(Study material Opens)
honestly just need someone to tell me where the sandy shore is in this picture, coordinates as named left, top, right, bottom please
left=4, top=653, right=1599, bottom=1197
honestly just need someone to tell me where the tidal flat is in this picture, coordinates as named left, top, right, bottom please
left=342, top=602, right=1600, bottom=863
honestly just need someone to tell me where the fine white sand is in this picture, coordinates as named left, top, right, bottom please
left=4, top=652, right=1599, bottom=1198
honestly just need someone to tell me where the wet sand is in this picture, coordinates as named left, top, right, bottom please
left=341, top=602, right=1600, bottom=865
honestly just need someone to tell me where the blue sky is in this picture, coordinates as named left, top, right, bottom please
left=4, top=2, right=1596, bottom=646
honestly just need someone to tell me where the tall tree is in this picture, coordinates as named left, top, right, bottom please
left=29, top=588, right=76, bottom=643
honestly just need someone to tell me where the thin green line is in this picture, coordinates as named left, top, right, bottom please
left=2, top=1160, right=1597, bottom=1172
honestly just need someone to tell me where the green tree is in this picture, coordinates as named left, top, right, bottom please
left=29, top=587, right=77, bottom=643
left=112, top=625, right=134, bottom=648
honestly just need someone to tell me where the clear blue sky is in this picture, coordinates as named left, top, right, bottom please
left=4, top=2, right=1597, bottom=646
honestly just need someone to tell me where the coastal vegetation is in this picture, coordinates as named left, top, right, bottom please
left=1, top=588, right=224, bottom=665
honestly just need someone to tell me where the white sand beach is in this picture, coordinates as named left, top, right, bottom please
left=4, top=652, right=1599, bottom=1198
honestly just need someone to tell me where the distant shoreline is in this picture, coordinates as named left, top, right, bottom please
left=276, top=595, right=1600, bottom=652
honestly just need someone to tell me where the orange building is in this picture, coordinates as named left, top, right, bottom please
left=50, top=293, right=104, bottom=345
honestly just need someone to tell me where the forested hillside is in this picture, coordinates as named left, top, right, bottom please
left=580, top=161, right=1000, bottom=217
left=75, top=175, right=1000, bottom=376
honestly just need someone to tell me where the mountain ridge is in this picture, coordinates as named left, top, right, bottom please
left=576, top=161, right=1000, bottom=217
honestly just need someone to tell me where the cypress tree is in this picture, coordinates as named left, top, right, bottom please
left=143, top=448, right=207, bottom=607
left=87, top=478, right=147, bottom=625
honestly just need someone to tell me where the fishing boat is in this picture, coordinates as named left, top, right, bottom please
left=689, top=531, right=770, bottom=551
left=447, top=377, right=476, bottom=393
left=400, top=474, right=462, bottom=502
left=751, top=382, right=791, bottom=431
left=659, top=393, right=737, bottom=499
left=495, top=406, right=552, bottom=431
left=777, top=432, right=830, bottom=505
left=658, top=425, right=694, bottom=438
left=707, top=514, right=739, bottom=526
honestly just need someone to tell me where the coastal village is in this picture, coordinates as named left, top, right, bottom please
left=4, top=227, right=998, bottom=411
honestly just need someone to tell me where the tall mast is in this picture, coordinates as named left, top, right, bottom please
(Study material Closes)
* [Work required] Copy, character for character, the lines from the line that holds "honestly just need someone to tell me where the fishing" through the final line of the records above.

* [Response to this exercise]
honestly just need someone to tell me where the fishing boat is in this picture, coordinates as named left, top, right, bottom please
left=689, top=531, right=770, bottom=551
left=447, top=377, right=476, bottom=393
left=400, top=474, right=462, bottom=502
left=751, top=382, right=791, bottom=431
left=659, top=393, right=737, bottom=499
left=495, top=406, right=552, bottom=431
left=777, top=432, right=830, bottom=505
left=658, top=425, right=694, bottom=438
left=707, top=514, right=739, bottom=526
honestly just need someone to tell me where the coastal village is in this picture, coordinates as named left, top, right, bottom please
left=4, top=227, right=998, bottom=411
honestly just need someone to tell me where the tall mast is in this picture, coordinates as named left, top, right, bottom please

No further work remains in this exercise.